TASK DESCRIPTION
Copy everything in the listing below word for word, apart from any images.

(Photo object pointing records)
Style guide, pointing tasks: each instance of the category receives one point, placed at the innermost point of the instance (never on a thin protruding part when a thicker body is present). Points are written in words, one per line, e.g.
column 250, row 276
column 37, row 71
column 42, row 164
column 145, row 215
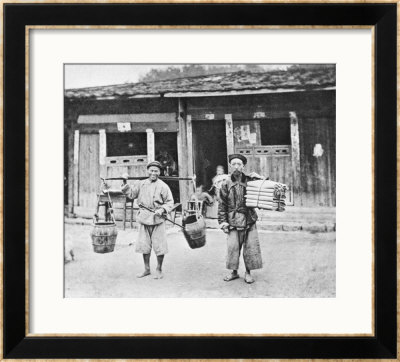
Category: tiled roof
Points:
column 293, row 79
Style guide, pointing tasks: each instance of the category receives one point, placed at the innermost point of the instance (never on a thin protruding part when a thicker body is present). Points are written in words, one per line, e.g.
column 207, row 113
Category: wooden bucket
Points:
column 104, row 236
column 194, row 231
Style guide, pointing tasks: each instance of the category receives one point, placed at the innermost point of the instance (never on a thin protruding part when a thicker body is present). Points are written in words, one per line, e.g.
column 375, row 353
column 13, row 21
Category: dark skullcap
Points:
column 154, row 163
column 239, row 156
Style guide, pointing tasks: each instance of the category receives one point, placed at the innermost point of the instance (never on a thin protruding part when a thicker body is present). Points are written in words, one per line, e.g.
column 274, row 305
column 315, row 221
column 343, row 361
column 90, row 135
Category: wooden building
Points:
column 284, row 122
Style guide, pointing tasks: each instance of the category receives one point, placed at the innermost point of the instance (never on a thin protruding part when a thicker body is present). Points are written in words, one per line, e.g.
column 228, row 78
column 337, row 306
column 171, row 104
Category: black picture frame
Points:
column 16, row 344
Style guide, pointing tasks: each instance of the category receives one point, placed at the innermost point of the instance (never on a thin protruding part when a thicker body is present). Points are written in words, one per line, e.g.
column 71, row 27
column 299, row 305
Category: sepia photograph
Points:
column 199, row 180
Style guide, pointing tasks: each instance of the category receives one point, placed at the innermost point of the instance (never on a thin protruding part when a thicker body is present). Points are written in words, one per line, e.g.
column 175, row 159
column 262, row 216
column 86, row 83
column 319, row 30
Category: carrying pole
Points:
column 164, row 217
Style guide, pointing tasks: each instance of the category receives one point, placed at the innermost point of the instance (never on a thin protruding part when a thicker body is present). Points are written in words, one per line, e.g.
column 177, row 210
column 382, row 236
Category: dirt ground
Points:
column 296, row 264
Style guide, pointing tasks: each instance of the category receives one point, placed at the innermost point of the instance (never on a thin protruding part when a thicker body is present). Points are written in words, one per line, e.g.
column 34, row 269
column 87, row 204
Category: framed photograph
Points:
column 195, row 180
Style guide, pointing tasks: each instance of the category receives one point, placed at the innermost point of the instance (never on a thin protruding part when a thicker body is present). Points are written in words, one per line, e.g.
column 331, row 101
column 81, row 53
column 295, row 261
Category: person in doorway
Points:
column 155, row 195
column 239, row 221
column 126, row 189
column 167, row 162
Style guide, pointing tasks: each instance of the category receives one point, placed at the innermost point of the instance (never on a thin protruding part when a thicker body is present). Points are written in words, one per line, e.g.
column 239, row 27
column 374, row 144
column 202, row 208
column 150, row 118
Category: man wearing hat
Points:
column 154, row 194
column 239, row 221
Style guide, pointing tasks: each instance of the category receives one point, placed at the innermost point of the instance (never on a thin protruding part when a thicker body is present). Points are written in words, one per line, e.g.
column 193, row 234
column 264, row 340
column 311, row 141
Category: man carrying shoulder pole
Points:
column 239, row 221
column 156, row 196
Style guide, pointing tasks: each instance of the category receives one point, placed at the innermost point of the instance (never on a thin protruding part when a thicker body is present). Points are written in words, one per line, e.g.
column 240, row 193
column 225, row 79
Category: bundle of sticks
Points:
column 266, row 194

WRITTEN SOLUTION
Style guide, pointing tasks: each instance of the category receives one point, placed at the innermost point of the instance (never on a thin protruding part when a thicker body is present). Points are written in words, one per line, e.g.
column 250, row 276
column 37, row 71
column 42, row 164
column 145, row 215
Category: tiled roof
Points:
column 293, row 79
Style guide, pointing tasks: each instance of the category receives one point, placed at the innermost point of the instance (never on a thin protruding part when a thicker body is present). Points are written in words, one per line, e.g.
column 207, row 113
Category: wooden bucket
Points:
column 104, row 236
column 194, row 231
Style guide, pointing tasks: each instance of the category receives one point, placed at the innermost point of the instance (never on a thin protruding part when a thicker body is present). Points are written in words, one per line, e.g.
column 375, row 353
column 13, row 21
Category: dark skullcap
Points:
column 154, row 163
column 239, row 156
Style guide, pointing tasks: each instance of the category receives one point, placed at the innermost point of the instance (never on a thin protruding part when a thicker body is present). Points are written in words, one per line, e.g.
column 274, row 305
column 315, row 221
column 343, row 361
column 90, row 135
Category: wooden building
Points:
column 284, row 122
Style guide, pointing tasks: each instance of the category receives one point, placed at the innermost point of the instance (never on a thin protruding part when a thicker body is present). Points are written in words, one per line, e.g.
column 228, row 78
column 337, row 306
column 171, row 104
Category: black picture frame
Points:
column 16, row 344
Style guide, pointing tasks: each instance of the category receives one point, placed at the innermost point of the instance (never on a thin protruding part when a thicker body is present). Points are written in words, one per line, e.g.
column 71, row 27
column 299, row 305
Category: sepia photograph
Points:
column 199, row 180
Style guide, pointing tasks: each instance of the category receives one point, placed at the innermost point of the instance (never on a thin protruding part when a thicker body is present). Points are written in words, one per line, e.g.
column 175, row 159
column 262, row 216
column 86, row 83
column 319, row 30
Category: carrying pole
Points:
column 164, row 217
Style guide, pointing tasks: each instance of the category receives one point, placed at the innermost point of the instance (never on a thin protruding part when a thicker body is present). Points are written in words, one per line, e.g.
column 177, row 210
column 382, row 236
Category: dirt ground
Points:
column 296, row 264
Style guide, pointing tasks: each instance of the category receives one point, placed at the innermost point of the instance (never on a thin protruding part when a thicker body is present). Points are written in words, one per line, e.g.
column 34, row 269
column 87, row 204
Category: framed photograph
Points:
column 195, row 180
Style guide, pointing tasks: each instance of the category receives one point, placed at the innermost point of the instance (never on a thin protruding part when a thicker body is present). Points are written in words, one per line, e.g.
column 331, row 101
column 81, row 53
column 295, row 261
Category: person in doorway
Points:
column 155, row 195
column 239, row 221
column 126, row 189
column 167, row 162
Style guide, pointing tasks: each instance of the category receives one point, placed at the innermost point of the instance (never on a thin protruding part when a thicker body is present). Points are written in words, one per line, e.g.
column 239, row 27
column 374, row 144
column 202, row 208
column 150, row 118
Category: man wearing hat
Points:
column 154, row 194
column 239, row 221
Style guide, pointing tasks: each instance of the category receives one point, placed at the innermost point of the instance (never on a thin protruding part when a thicker body is present). Points are written in words, one per line, e.g.
column 193, row 234
column 264, row 340
column 311, row 141
Category: man carrying shoulder pole
Points:
column 239, row 221
column 156, row 196
Style guide, pointing tasks: each instance of the category receives one point, placed at the innermost point of the instance (never on a thin protruding part when a thicker body is present). Points are written in words, one per line, e.g.
column 240, row 193
column 225, row 79
Category: bundle of sticks
Points:
column 266, row 194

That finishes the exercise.